- **What you will do**
Give the material from the line with "[seg] wooden table surface" to the line with "Provide the outline of every instance of the wooden" as a numbered list, leaving out blank lines.

- **Data shown**
◆ ◆ ◆ ◆ ◆ ◆ ◆

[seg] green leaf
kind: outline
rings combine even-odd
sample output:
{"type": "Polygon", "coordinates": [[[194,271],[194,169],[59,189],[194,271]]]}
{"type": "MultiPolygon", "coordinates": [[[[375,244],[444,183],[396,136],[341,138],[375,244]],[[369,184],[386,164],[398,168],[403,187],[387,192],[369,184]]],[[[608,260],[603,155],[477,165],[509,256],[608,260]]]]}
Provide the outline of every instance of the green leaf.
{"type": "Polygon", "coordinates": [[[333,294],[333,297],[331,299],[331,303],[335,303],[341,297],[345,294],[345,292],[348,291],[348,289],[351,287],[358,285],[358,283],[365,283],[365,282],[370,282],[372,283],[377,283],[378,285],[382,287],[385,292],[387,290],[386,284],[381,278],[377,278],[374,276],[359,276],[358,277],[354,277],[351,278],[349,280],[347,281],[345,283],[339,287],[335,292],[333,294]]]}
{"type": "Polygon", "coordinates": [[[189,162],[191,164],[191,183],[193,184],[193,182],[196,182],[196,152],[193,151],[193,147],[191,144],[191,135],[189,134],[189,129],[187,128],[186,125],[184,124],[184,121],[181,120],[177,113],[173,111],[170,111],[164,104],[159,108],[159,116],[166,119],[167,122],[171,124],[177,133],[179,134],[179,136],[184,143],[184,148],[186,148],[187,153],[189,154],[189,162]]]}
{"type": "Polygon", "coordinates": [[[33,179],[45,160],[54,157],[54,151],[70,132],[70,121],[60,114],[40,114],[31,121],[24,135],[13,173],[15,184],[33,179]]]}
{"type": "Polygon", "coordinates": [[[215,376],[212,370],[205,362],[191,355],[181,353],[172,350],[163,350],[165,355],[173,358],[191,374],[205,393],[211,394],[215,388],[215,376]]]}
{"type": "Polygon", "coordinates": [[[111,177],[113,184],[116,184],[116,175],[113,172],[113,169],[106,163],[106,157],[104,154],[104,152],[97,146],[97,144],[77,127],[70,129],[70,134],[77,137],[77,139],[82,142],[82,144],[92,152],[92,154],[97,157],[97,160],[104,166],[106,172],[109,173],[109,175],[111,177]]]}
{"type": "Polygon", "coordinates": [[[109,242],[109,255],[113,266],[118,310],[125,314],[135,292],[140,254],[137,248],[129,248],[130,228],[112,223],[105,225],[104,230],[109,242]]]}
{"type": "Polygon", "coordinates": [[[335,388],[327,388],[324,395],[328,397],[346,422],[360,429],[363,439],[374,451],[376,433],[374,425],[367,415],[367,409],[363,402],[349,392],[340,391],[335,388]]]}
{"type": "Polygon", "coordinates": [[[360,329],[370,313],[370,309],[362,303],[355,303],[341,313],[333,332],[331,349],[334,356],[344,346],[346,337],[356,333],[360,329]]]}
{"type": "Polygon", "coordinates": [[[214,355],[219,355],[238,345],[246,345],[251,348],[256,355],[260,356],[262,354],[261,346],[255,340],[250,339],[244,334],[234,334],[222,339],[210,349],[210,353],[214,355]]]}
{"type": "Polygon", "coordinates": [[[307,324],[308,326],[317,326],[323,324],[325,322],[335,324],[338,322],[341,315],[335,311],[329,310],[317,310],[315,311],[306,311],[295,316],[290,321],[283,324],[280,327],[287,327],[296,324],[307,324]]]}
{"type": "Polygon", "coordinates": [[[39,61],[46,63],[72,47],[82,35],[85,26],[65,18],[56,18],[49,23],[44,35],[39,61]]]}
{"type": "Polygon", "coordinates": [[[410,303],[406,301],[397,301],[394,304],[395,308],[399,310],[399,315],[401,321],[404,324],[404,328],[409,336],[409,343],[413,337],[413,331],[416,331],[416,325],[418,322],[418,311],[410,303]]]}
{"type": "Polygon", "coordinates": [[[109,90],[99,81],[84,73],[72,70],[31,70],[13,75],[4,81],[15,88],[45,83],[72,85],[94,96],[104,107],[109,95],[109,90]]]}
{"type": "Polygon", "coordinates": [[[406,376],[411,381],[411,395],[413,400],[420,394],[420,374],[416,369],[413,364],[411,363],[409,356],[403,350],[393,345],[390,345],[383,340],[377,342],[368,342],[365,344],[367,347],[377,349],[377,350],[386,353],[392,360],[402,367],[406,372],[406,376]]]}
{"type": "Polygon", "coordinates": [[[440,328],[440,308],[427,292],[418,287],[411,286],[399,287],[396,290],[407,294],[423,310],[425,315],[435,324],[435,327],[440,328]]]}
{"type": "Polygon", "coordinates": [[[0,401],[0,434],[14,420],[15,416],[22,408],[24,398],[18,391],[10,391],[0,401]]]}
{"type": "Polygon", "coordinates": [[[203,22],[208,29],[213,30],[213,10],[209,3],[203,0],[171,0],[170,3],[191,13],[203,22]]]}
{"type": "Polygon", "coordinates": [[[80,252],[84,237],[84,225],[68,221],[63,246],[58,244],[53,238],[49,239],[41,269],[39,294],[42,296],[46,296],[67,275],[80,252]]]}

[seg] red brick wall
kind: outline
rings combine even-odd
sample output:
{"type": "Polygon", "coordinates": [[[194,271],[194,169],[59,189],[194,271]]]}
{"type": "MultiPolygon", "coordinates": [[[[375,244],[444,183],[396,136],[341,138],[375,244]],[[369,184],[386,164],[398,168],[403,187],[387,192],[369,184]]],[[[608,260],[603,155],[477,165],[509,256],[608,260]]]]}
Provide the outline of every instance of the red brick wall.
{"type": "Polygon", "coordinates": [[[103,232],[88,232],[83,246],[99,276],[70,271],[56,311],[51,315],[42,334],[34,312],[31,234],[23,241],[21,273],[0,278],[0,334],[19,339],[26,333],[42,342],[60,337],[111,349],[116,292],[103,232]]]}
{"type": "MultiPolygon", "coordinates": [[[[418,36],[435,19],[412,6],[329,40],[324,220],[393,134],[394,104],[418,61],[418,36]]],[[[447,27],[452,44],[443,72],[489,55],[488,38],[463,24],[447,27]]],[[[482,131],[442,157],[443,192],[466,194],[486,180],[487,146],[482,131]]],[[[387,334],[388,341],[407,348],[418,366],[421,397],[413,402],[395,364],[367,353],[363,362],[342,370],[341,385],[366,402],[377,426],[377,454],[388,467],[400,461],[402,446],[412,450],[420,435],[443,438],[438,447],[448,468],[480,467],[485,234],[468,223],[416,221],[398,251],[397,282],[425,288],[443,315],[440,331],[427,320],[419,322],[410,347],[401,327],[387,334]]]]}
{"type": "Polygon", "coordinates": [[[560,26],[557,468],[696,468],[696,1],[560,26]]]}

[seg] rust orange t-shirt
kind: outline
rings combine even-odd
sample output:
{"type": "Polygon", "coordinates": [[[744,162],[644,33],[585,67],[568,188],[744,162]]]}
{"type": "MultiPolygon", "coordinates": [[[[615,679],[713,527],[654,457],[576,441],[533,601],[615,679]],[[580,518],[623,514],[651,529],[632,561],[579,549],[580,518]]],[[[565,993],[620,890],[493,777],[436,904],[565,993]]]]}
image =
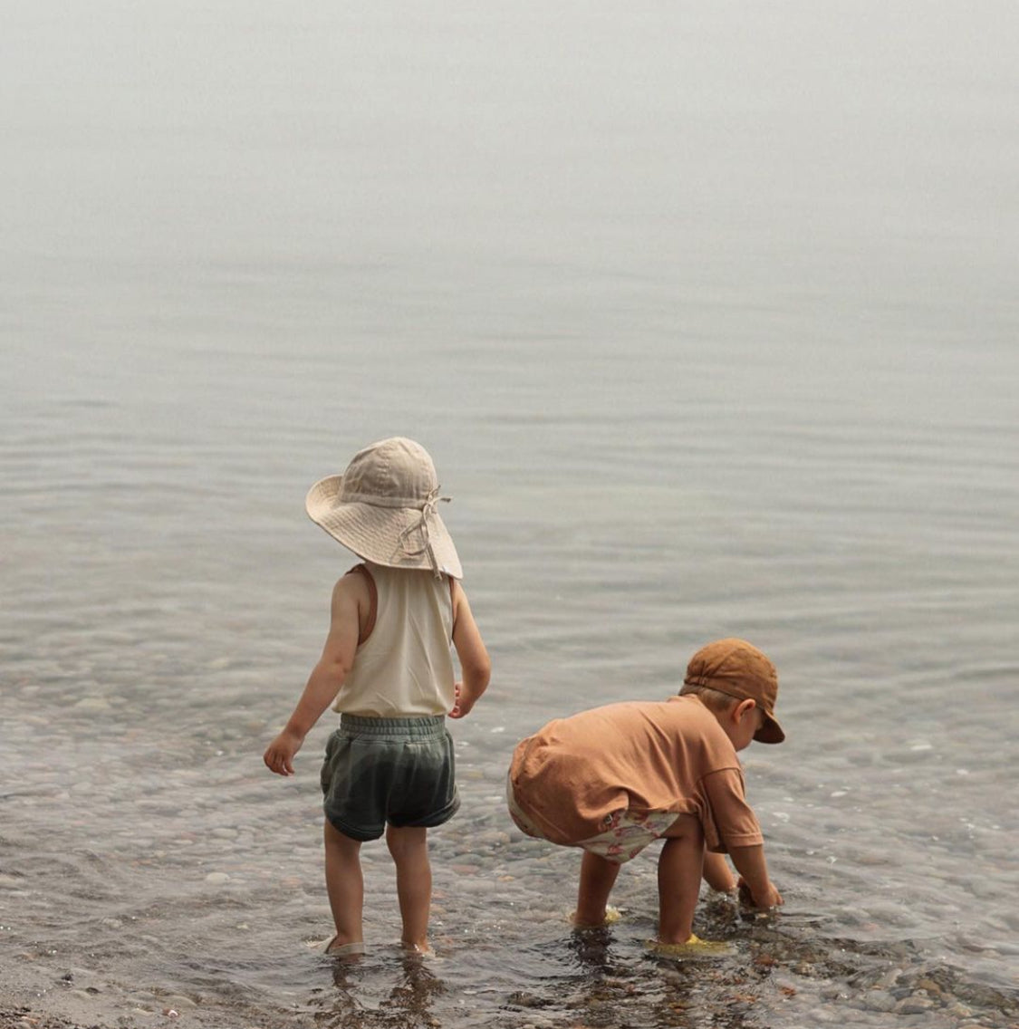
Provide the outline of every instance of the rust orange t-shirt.
{"type": "Polygon", "coordinates": [[[618,811],[694,815],[715,852],[764,843],[736,750],[693,696],[550,721],[517,746],[510,780],[518,806],[553,843],[590,840],[618,811]]]}

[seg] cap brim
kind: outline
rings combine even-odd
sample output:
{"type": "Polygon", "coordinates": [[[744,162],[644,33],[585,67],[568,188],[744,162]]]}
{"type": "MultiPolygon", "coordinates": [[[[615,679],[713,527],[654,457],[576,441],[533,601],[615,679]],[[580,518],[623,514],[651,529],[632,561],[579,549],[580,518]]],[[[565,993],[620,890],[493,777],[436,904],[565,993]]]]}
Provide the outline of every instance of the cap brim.
{"type": "MultiPolygon", "coordinates": [[[[308,517],[333,539],[359,558],[386,568],[432,570],[426,551],[408,554],[406,542],[417,549],[423,545],[418,526],[421,511],[414,507],[377,507],[349,503],[340,499],[343,476],[328,475],[317,482],[305,499],[308,517]]],[[[462,578],[460,558],[441,516],[428,519],[428,543],[438,570],[453,578],[462,578]]]]}
{"type": "Polygon", "coordinates": [[[778,720],[773,718],[767,711],[763,712],[765,723],[753,734],[753,739],[758,743],[781,743],[785,739],[785,733],[778,720]]]}

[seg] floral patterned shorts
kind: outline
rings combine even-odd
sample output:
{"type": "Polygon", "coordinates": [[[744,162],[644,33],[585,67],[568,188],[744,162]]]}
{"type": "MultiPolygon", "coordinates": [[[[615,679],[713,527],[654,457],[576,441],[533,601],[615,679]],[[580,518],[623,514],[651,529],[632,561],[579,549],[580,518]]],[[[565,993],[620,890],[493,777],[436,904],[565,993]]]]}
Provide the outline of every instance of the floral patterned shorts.
{"type": "Polygon", "coordinates": [[[678,817],[674,811],[613,811],[606,817],[608,827],[603,832],[582,840],[577,846],[622,864],[661,839],[678,817]]]}
{"type": "MultiPolygon", "coordinates": [[[[513,795],[513,783],[506,777],[506,804],[517,825],[528,836],[542,839],[541,830],[524,814],[513,795]]],[[[674,811],[613,811],[605,817],[603,831],[575,846],[623,864],[636,857],[648,844],[660,839],[679,816],[674,811]]]]}

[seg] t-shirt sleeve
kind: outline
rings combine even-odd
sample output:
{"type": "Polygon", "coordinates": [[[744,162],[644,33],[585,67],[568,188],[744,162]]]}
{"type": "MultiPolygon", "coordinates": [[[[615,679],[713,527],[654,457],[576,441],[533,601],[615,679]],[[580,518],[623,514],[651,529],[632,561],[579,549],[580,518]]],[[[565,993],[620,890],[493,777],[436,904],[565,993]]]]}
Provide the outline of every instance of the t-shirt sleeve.
{"type": "Polygon", "coordinates": [[[731,847],[764,843],[758,817],[746,803],[743,773],[739,769],[711,772],[701,784],[706,801],[701,824],[708,850],[726,854],[731,847]]]}

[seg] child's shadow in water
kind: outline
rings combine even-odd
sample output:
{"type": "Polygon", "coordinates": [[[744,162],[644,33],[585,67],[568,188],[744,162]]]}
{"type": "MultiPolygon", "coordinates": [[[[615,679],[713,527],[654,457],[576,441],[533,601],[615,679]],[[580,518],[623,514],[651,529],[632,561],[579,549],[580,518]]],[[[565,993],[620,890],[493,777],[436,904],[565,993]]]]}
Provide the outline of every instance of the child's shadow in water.
{"type": "MultiPolygon", "coordinates": [[[[385,971],[389,972],[389,967],[385,971]]],[[[440,1021],[432,1014],[432,1003],[446,992],[446,984],[428,967],[427,958],[401,955],[396,983],[388,997],[366,1007],[358,995],[376,994],[378,966],[365,967],[360,961],[337,961],[332,967],[332,983],[337,993],[330,1009],[324,1012],[323,1025],[329,1029],[435,1029],[440,1021]],[[373,983],[372,981],[376,982],[373,983]]],[[[388,974],[386,977],[389,978],[388,974]]]]}

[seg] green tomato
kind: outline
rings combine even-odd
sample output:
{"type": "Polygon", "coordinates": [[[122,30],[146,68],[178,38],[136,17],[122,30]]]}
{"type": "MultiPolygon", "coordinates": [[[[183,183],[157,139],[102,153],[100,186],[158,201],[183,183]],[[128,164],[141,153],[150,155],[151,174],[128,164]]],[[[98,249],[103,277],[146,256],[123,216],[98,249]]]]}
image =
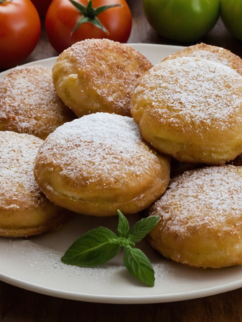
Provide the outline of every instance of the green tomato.
{"type": "Polygon", "coordinates": [[[191,42],[202,38],[215,24],[220,0],[143,0],[143,7],[148,22],[158,34],[174,41],[191,42]]]}
{"type": "Polygon", "coordinates": [[[228,30],[242,41],[242,0],[221,0],[220,14],[228,30]]]}

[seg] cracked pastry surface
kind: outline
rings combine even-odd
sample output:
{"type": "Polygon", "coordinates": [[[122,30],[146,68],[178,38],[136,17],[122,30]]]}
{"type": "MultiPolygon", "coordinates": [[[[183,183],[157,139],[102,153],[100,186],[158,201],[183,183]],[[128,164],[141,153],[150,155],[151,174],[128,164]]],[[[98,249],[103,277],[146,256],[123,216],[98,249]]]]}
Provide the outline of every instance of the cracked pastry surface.
{"type": "Polygon", "coordinates": [[[161,62],[140,80],[132,115],[160,152],[184,162],[224,164],[242,153],[242,76],[202,58],[161,62]]]}
{"type": "Polygon", "coordinates": [[[30,134],[0,132],[0,236],[42,234],[69,218],[47,200],[34,178],[34,160],[43,142],[30,134]]]}
{"type": "Polygon", "coordinates": [[[55,89],[77,116],[130,115],[137,80],[152,66],[140,52],[109,39],[87,39],[61,53],[53,69],[55,89]]]}
{"type": "Polygon", "coordinates": [[[96,113],[59,127],[38,153],[34,175],[57,204],[86,215],[137,213],[163,193],[170,159],[141,137],[132,118],[96,113]]]}
{"type": "Polygon", "coordinates": [[[18,67],[0,81],[0,130],[46,137],[76,118],[60,100],[51,70],[43,66],[18,67]]]}
{"type": "Polygon", "coordinates": [[[149,209],[161,220],[150,244],[164,256],[193,267],[242,264],[242,167],[213,166],[172,179],[149,209]]]}

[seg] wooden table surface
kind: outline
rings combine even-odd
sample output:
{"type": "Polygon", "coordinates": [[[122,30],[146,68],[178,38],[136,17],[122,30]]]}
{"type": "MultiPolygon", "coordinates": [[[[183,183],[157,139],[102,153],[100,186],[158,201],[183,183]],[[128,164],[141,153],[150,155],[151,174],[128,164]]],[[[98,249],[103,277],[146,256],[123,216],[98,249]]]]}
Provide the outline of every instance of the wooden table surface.
{"type": "MultiPolygon", "coordinates": [[[[128,3],[133,17],[129,43],[184,46],[157,35],[145,19],[142,0],[129,0],[128,3]]],[[[201,41],[224,47],[242,58],[242,42],[229,34],[221,20],[201,41]]],[[[57,55],[48,42],[43,20],[39,42],[32,54],[24,62],[57,55]]],[[[53,298],[0,282],[0,321],[4,322],[242,321],[241,302],[242,288],[177,302],[109,304],[53,298]]]]}

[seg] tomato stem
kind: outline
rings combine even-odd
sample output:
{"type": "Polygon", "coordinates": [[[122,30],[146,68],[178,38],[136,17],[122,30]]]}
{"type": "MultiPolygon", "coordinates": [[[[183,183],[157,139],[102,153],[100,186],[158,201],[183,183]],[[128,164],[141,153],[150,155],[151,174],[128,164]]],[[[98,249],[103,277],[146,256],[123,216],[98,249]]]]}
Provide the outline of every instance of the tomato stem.
{"type": "MultiPolygon", "coordinates": [[[[0,0],[1,1],[1,0],[0,0]]],[[[82,17],[77,22],[75,27],[71,32],[71,36],[72,34],[79,28],[79,27],[85,23],[89,22],[94,24],[97,28],[100,28],[104,32],[109,34],[109,31],[102,24],[100,20],[98,18],[98,15],[102,13],[103,11],[105,11],[110,8],[120,7],[121,4],[111,4],[109,6],[101,6],[98,8],[93,7],[93,0],[90,0],[87,6],[83,6],[79,2],[75,1],[74,0],[69,0],[73,6],[81,13],[82,17]]]]}

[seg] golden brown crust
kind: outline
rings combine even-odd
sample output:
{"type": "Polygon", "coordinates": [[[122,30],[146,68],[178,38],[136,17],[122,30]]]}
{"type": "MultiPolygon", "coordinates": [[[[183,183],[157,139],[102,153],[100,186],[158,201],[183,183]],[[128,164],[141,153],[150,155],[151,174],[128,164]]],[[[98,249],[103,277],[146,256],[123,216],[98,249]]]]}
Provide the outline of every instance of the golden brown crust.
{"type": "Polygon", "coordinates": [[[133,88],[152,66],[128,45],[87,39],[60,55],[53,79],[60,97],[79,117],[95,112],[130,115],[133,88]]]}
{"type": "Polygon", "coordinates": [[[19,67],[0,82],[0,130],[46,137],[76,118],[58,96],[51,70],[42,66],[19,67]]]}
{"type": "Polygon", "coordinates": [[[140,79],[132,114],[149,143],[181,162],[221,164],[242,152],[242,76],[220,63],[161,62],[140,79]]]}
{"type": "Polygon", "coordinates": [[[149,210],[161,217],[151,244],[164,256],[194,267],[242,264],[242,168],[210,167],[172,179],[149,210]]]}
{"type": "Polygon", "coordinates": [[[69,215],[46,199],[33,169],[43,140],[0,132],[0,236],[27,237],[62,225],[69,215]]]}
{"type": "Polygon", "coordinates": [[[170,160],[143,142],[131,118],[97,113],[60,127],[40,148],[36,179],[60,206],[86,215],[137,213],[165,191],[170,160]]]}
{"type": "Polygon", "coordinates": [[[242,59],[227,49],[206,43],[198,43],[170,55],[163,60],[173,59],[179,57],[194,57],[220,62],[235,69],[242,75],[242,59]]]}

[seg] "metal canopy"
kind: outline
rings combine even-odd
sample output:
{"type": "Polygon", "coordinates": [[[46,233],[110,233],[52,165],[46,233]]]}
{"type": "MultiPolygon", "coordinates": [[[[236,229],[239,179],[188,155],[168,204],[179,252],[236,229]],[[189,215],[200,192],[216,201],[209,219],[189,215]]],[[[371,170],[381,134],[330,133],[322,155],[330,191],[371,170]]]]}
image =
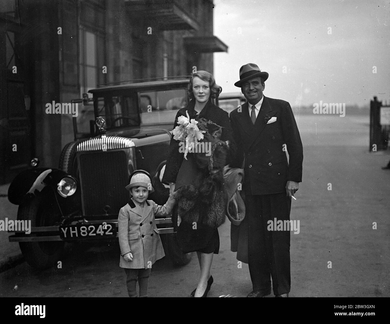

◆ ◆ ◆ ◆ ◆ ◆ ◆

- **Task output**
1. [seg] wooden table surface
2. kind: outline
3. rings combine even-odd
4. sample output:
5. {"type": "Polygon", "coordinates": [[[122,30],[146,68],[178,38],[136,17],[122,30]]]}
6. {"type": "MultiPolygon", "coordinates": [[[[183,183],[157,139],[102,153],[100,186],[158,201],[183,183]],[[128,164],[141,153],[150,155],[151,174],[128,164]]],[[[98,249],[103,277],[146,256],[123,216],[98,249]]]]}
7. Provide the outline of every instance of the wooden table surface.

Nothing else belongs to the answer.